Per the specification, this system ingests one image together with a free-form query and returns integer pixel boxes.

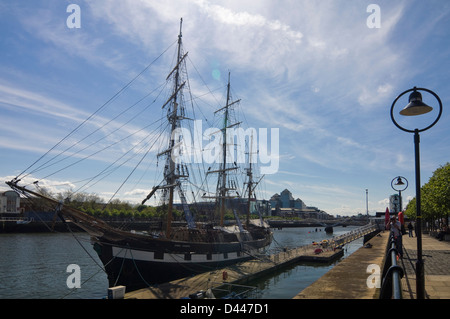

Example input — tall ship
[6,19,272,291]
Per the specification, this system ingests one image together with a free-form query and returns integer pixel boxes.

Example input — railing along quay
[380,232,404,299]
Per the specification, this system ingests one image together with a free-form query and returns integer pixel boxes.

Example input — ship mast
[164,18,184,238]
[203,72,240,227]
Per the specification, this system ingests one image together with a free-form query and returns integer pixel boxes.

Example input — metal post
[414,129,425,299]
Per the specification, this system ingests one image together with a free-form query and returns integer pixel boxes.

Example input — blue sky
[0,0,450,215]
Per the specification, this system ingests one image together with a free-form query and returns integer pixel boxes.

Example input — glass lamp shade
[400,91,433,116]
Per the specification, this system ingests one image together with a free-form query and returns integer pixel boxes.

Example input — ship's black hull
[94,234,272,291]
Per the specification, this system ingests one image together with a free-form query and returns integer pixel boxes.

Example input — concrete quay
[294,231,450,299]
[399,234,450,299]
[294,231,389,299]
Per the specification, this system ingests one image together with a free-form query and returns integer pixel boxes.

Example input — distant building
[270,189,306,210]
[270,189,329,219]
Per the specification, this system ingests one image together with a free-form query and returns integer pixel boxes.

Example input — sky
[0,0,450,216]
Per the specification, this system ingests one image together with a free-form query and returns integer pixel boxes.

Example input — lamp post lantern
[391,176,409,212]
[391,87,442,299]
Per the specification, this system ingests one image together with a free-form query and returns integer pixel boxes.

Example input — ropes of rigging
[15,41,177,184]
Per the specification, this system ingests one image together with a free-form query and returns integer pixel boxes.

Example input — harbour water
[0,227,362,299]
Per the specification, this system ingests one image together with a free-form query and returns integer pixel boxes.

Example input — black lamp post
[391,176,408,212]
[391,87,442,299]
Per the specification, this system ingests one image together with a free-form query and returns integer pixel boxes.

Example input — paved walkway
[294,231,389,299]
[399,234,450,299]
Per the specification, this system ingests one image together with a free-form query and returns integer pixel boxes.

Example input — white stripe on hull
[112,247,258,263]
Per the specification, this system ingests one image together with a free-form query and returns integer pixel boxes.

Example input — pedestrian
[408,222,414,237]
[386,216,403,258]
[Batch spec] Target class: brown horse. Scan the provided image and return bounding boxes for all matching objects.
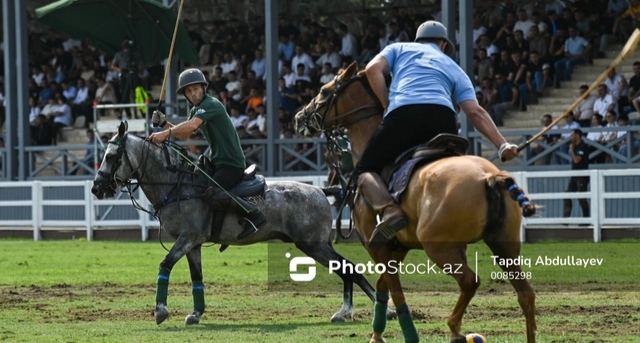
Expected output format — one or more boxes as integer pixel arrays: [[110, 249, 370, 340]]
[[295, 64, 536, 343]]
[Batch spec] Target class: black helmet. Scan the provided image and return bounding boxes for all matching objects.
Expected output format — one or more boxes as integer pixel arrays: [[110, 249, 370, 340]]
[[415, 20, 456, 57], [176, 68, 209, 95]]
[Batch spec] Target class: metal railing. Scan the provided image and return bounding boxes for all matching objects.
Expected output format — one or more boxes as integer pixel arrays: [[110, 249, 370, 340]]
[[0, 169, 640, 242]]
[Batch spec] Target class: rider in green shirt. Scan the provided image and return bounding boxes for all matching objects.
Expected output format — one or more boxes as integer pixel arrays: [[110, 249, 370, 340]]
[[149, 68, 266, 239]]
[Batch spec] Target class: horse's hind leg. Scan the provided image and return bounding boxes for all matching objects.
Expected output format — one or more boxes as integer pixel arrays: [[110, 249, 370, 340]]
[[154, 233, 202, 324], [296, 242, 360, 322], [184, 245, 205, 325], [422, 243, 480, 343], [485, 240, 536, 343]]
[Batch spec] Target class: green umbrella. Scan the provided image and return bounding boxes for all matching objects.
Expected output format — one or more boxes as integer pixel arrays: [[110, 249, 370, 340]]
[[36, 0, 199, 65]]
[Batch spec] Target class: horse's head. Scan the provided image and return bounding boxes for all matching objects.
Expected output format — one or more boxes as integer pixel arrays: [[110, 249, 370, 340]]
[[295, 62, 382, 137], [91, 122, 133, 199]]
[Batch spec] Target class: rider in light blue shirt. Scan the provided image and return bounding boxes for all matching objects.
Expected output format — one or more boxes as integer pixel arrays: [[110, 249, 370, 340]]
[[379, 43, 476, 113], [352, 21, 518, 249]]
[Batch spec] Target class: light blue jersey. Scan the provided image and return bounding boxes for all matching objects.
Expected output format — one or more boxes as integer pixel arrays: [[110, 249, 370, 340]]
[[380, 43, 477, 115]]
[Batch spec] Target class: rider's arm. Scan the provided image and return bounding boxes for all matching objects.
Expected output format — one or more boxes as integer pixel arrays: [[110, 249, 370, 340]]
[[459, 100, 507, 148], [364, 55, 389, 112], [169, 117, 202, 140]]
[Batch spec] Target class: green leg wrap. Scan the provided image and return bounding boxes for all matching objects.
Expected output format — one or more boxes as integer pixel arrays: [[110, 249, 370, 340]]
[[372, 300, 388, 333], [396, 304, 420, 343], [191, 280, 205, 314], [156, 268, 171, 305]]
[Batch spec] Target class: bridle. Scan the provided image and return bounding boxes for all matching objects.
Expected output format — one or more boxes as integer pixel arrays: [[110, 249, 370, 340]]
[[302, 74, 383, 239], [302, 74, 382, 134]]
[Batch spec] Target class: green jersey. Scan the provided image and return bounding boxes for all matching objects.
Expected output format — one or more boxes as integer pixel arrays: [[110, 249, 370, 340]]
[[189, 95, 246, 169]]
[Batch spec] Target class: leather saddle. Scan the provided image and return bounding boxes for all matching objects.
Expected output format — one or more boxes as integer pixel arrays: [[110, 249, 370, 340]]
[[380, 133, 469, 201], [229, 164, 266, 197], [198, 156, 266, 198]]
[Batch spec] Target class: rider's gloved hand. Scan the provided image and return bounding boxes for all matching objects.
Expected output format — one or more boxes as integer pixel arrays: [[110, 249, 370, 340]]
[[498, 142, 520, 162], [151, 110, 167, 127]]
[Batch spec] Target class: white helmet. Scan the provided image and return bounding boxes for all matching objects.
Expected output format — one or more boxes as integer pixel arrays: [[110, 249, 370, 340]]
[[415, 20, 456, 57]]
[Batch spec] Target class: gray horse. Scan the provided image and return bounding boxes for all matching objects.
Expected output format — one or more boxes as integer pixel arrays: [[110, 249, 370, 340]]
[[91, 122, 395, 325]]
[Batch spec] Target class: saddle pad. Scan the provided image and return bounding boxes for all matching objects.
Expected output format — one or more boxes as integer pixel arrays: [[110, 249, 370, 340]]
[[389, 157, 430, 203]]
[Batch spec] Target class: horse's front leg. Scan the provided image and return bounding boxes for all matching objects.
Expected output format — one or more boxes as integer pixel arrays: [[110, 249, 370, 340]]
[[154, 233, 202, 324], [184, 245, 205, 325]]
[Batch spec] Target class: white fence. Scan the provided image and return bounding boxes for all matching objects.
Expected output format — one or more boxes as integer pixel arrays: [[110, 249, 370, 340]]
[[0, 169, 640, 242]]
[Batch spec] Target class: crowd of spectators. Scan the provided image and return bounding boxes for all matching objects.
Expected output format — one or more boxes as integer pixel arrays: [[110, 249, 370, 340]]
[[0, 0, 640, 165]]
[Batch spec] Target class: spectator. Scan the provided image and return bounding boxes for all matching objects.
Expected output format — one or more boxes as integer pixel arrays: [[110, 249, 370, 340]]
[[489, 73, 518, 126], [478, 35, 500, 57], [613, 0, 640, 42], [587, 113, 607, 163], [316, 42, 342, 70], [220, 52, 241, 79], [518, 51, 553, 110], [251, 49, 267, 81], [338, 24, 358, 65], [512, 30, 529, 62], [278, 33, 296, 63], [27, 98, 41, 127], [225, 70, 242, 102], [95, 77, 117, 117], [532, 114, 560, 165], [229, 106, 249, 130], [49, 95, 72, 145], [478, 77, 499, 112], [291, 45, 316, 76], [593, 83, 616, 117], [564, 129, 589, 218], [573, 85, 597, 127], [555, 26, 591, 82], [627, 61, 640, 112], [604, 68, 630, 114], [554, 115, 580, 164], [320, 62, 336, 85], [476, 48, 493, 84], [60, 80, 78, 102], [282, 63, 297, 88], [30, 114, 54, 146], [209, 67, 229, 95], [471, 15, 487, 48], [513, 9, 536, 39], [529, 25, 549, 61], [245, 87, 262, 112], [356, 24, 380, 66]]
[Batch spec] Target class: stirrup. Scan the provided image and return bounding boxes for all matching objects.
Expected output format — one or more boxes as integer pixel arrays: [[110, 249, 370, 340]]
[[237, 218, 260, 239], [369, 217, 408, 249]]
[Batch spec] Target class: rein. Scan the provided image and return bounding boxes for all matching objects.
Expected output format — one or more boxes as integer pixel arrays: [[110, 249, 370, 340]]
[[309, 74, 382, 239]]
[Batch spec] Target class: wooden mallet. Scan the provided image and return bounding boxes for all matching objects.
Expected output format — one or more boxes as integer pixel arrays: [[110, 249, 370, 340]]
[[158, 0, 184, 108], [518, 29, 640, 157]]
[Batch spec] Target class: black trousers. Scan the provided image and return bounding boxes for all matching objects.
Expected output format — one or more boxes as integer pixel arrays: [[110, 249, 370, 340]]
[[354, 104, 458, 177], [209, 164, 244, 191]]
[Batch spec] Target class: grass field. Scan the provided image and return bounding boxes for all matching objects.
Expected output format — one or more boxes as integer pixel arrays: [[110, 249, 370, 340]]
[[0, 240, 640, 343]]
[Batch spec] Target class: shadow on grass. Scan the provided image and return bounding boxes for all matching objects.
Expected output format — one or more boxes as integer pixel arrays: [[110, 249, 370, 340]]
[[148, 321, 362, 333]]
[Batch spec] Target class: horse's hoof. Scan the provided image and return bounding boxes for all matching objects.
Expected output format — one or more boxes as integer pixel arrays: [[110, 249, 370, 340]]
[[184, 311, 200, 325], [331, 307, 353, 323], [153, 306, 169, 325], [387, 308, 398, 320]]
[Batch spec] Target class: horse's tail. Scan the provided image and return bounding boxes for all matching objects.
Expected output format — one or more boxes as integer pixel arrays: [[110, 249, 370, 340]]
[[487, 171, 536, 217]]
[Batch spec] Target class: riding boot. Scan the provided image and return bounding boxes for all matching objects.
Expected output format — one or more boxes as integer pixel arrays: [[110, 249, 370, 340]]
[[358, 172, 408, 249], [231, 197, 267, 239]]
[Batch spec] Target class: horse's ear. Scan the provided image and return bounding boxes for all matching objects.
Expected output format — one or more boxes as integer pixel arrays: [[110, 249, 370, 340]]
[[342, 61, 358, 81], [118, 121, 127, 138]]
...
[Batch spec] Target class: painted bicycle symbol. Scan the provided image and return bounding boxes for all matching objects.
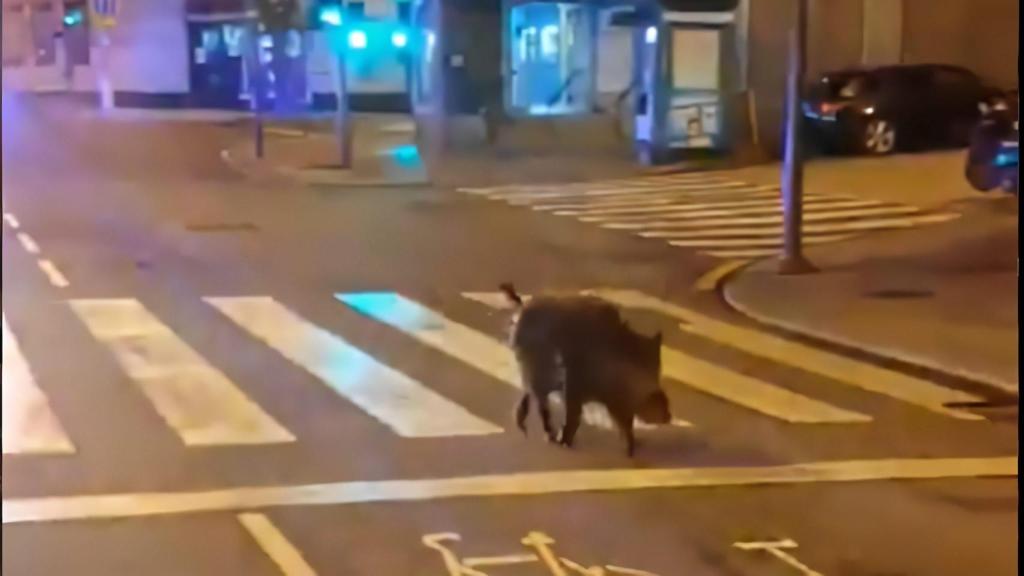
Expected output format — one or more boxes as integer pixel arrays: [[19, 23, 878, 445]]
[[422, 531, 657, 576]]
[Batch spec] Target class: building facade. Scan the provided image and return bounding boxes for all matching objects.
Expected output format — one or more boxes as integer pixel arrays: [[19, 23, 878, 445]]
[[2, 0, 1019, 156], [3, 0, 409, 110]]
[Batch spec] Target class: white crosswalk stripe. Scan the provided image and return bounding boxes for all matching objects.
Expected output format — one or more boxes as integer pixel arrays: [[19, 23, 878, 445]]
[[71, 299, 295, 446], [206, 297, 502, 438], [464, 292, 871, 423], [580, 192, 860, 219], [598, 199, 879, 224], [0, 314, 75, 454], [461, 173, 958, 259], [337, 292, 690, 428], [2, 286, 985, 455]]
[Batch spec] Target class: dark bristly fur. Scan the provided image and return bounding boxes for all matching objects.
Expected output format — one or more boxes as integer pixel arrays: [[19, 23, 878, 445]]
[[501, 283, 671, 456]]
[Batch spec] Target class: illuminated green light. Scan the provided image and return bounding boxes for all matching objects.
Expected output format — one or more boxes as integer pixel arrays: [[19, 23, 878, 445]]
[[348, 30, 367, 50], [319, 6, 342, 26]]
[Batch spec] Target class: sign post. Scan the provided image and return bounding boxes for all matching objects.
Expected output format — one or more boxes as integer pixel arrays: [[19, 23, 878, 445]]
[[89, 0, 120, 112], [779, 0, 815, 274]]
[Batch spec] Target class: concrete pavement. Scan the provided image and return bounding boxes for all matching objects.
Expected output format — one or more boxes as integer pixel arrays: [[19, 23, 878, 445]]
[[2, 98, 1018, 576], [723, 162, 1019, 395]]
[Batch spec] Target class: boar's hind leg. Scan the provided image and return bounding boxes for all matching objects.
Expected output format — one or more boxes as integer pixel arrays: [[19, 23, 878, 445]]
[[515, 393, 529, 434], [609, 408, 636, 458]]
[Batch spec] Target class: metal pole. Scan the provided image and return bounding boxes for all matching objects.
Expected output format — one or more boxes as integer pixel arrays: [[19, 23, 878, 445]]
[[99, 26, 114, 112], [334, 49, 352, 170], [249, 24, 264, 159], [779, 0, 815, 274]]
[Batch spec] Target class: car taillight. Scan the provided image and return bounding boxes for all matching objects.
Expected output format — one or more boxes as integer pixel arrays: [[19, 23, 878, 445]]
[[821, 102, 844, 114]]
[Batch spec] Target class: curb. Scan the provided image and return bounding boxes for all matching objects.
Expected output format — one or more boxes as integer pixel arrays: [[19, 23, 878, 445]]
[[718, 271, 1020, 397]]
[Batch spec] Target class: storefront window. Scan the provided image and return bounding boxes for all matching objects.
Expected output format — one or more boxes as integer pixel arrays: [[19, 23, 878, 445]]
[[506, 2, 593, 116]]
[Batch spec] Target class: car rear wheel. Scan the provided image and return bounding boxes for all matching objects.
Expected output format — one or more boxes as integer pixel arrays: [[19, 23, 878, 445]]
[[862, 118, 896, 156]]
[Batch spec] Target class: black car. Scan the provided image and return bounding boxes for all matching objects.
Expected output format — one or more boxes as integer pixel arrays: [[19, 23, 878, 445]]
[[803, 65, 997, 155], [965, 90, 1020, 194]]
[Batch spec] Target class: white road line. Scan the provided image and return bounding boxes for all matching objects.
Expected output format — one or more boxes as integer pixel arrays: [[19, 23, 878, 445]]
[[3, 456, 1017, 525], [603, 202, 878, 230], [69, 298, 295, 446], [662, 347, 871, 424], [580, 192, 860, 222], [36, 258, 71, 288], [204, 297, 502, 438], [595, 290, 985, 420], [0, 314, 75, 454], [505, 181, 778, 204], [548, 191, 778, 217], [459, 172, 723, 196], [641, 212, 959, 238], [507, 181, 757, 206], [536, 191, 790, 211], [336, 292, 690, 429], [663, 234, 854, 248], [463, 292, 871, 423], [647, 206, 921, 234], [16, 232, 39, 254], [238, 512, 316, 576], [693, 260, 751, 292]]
==
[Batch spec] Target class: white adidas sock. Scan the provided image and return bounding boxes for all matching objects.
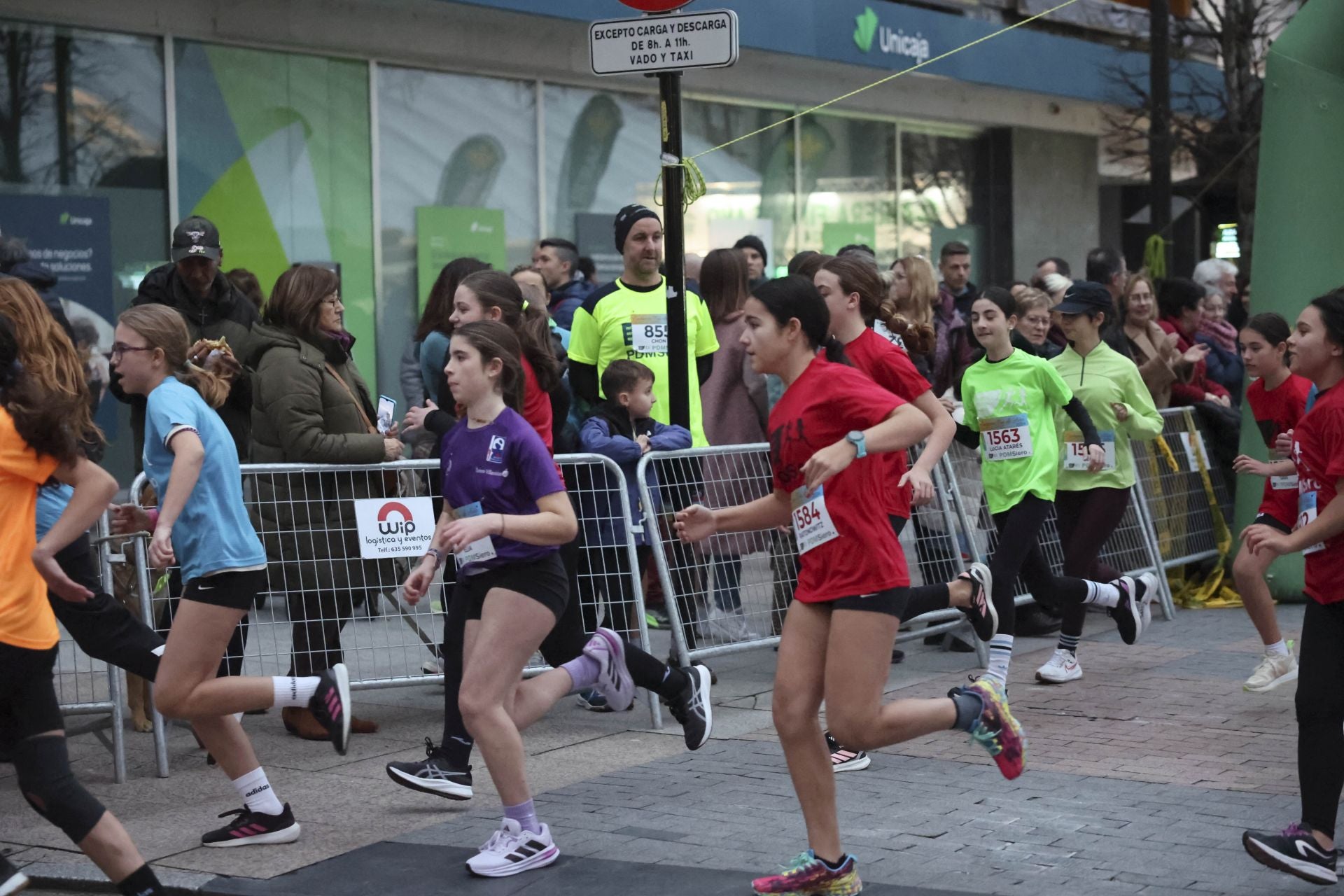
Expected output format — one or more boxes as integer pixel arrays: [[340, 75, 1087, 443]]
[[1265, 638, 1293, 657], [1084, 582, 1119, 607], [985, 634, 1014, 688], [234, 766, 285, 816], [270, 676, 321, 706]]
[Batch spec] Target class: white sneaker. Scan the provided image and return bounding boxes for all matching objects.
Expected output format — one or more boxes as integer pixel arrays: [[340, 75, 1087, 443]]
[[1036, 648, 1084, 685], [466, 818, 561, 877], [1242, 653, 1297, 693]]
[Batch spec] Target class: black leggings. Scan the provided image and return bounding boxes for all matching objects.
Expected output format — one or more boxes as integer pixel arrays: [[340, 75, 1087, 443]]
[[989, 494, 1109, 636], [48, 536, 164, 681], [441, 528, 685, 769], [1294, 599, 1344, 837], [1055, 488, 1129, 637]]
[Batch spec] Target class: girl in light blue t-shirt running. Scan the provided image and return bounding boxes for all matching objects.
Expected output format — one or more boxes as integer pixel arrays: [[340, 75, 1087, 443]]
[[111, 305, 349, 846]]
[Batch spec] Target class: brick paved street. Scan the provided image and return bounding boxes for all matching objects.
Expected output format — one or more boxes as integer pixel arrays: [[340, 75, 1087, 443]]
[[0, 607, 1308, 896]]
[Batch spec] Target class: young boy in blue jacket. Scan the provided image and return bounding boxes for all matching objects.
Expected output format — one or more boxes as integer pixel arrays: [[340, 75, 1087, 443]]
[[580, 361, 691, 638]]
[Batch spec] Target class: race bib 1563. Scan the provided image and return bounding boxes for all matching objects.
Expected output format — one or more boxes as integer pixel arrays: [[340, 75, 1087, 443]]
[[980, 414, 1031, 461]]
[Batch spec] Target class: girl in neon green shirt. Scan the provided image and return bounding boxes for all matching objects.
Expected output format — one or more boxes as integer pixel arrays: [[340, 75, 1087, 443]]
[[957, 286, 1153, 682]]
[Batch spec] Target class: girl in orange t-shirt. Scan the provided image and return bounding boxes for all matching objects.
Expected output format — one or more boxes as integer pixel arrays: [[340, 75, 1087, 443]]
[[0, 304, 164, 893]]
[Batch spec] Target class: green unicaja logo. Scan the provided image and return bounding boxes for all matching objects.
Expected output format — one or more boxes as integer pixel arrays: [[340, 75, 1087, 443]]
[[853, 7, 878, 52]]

> [Task brief]: Transcribe the data verbatim, from the line with "[Batch spec] Target class: young" up to and including the line with "[[853, 7, 878, 52]]".

> [Written response]:
[Batch spec] Target class: young boy in blue jacket. Scan the provided image and return bounding boxes for all matching objects.
Expected output format — one or more boxes as integer pixel arrays: [[340, 75, 1087, 443]]
[[580, 361, 691, 638]]
[Batch spec] Target class: race bib 1563. Scan the provided image and return bounding boxes for all matching objects.
Expected output format — one or more boxes as integer pixel arrays: [[340, 75, 1087, 443]]
[[980, 414, 1031, 461]]
[Batch spec] Target class: girl in neon green shirt. Scan the provided image and return bounding boxes for all matching objects.
Expected output format — one or more boxes as integer pixel arrays: [[340, 75, 1087, 443]]
[[957, 286, 1153, 682]]
[Batch spec] Target class: girl in orange t-shirt. Scan the provided image and return bounding boxes for all matching objects.
Expected output format — one or more boxes as integer pixel arrays: [[340, 75, 1087, 443]]
[[0, 304, 164, 893]]
[Batch spec] Target class: green unicaja logo. Scan the provided image and return bounding boxes for all matching objects.
Expected output format — one or more boxes as integer pixel arrays: [[340, 75, 1087, 443]]
[[853, 7, 878, 52]]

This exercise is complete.